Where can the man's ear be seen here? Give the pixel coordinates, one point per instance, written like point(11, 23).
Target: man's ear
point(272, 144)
▬▬▬
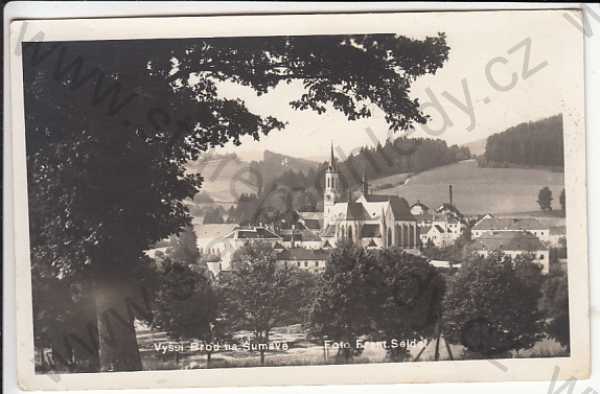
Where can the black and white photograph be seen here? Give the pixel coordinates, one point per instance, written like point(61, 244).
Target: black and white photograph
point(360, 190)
▬▬▬
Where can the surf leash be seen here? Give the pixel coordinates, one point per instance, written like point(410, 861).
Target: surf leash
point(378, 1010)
▬▬▬
Turn the material, starting with the line that contains "Where can the black" and going on through the line that contains "point(360, 190)", into a Markdown table with columns Row and Text, one numbered row per line and blank lines left out.

| Row | Text |
|---|---|
| 1 | Where can the black and white photograph be seen here? Give the pixel coordinates, one point per instance, written like point(61, 244). |
| 2 | Target: black and white photograph |
| 3 | point(360, 190) |